Passage to read:
++++++++++++++++++++

While there is heartbreak for me to be standing here speaking in his place, it is also an honor.
We gather here to remember the almost 800 souls who were taken from this place, where we are standing now.
Their lives interrupted, families shattered, a community forever changed.
But I promise, not forgotten, and this memorial will stand strong for that reason.
We do not stand here for the details of how they were taken from this world, but for who they were in it.
My father believed deeply that remembrance is not passive.
It is an act of courage.
To remember is to say that these lives mattered.
To remember is to ensure that silence never replaces truth.
By speaking their memory, and by committing to never forget, I will pass forward their story of lives taken so frivolously and without regard.
May their memory be a blessing and may we continue to honor them, not only with words, but with how we live, how we treat one another and how we stand against hatred in all its forms, and how we can rebuild by rejecting hate and living a life that matters.
Zachor.
We remember you.
•••
The man who made sure Ben's story was heard in Germany
Standing at the center of this story is Nikolaus Saller, a retired schoolteacher from Fürstenstein who has dedicated decades to ensuring the massacre at Nammering is never forgotten.
Saller first learned of the 1945 killings shortly after he began teaching at the local Volksschule in 1970.
At the time, there was no marker, no sign, nothing to indicate what had happened at the Nammering train station.
In the early 1980s, he helped found a peace forum and worked to place a memorial.
The effort met significant resistance from local residents who feared for their village's reputation and wanted the past left behind.
The memorial was ultimately placed in the forest, hidden from the main path, out of deference to that resistance.
Today, Saller notes, the community's relationship to the memorial has transformed entirely.
Three survivors of the death train came to Nammering over the years to speak at commemorative ceremonies.
All three have since passed away.
When Saller began planning the 2020 commemoration, he searched to see whether any survivor might still be living.
He found Ben Lesser.
Saller had Ben's book sent to him immediately.
The pandemic canceled their planned in-person gathering, but he began writing about Ben's story in the German press, and the two connected through a series of video conferences that drew hundreds of participants.
In 2023, Saller translated Ben's book into German and, together with DGB Niederbayern, had it published by Wallstein Verlag.
He also filed the paperwork for Ben to receive the Federal Cross of Merit, which Ben was awarded by the consul general in Los Angeles.
That same year, Saller sent reading booklets about Ben's story to schools across Germany, fulfilling a wish Ben had expressed.
In June 2025, Ben spoke via the internet to students across Germany, answering their questions in what Saller describes as a great success.
Saller continues to bring Ben's story into German classrooms through his lecture series, "Ben Lesser: Holocaust and Death Train" (www.bensweg.com).
Saller documents the full arc of the transport.

++++++++++++++++++++

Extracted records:
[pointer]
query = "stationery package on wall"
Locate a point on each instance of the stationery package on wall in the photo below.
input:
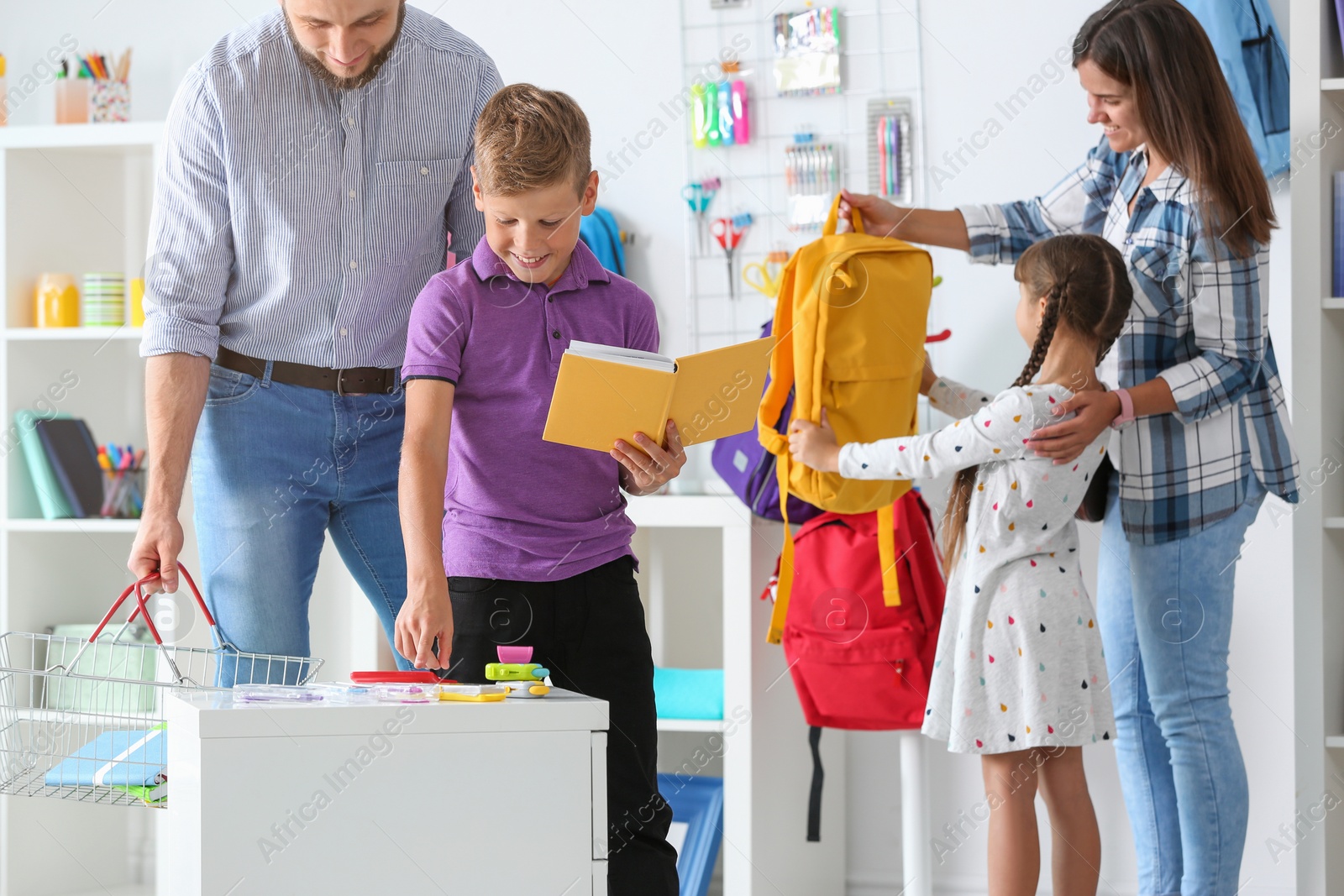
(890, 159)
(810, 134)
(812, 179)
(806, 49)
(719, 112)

++++++++++++++++++++

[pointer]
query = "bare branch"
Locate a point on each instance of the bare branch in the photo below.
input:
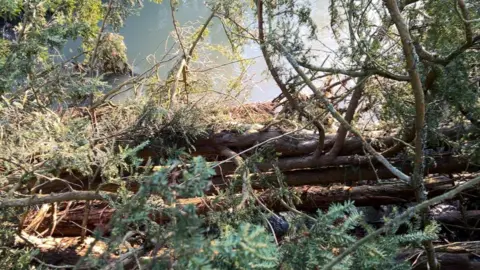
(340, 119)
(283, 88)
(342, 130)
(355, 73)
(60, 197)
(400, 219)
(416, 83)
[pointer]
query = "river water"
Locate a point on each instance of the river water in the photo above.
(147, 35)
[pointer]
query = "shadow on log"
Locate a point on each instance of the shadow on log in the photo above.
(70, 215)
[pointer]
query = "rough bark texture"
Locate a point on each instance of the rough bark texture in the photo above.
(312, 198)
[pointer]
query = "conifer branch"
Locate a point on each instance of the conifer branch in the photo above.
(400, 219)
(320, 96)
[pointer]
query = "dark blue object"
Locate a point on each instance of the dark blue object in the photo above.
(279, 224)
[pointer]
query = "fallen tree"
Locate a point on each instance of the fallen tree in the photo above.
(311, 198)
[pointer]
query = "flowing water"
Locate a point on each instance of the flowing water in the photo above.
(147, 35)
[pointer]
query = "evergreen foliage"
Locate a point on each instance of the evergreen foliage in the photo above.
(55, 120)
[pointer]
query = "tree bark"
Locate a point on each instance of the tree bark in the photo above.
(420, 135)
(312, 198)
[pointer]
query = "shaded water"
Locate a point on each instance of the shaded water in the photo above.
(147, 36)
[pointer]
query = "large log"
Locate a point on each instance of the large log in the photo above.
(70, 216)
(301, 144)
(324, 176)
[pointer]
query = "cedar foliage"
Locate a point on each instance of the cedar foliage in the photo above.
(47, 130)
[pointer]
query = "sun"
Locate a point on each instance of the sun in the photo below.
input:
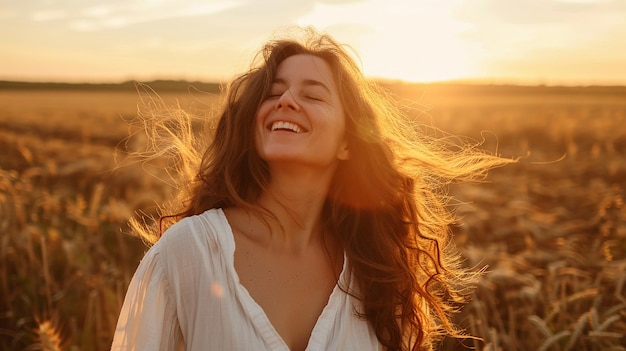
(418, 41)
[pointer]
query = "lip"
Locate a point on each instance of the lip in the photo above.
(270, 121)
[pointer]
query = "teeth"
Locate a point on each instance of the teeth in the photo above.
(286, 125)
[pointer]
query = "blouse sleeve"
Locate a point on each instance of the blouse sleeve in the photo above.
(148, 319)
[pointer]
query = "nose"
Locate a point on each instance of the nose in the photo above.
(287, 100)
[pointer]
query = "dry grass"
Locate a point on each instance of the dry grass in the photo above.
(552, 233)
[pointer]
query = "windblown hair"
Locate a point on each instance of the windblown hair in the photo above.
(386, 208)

++++++++++++++++++++

Tasks to complete:
A) In the text about the Nammering memorial, when did Nikolaus Saller first learn of the 1945 killings?
B) Using the text about the Nammering memorial, explain why the memorial was placed in the forest, hidden from the main path.

Task answers:
A) He learned of them shortly after he began teaching at the local Volksschule in 1970.

B) The memorial was placed there out of deference to significant resistance from local residents. They feared for their village's reputation and wanted the past left behind.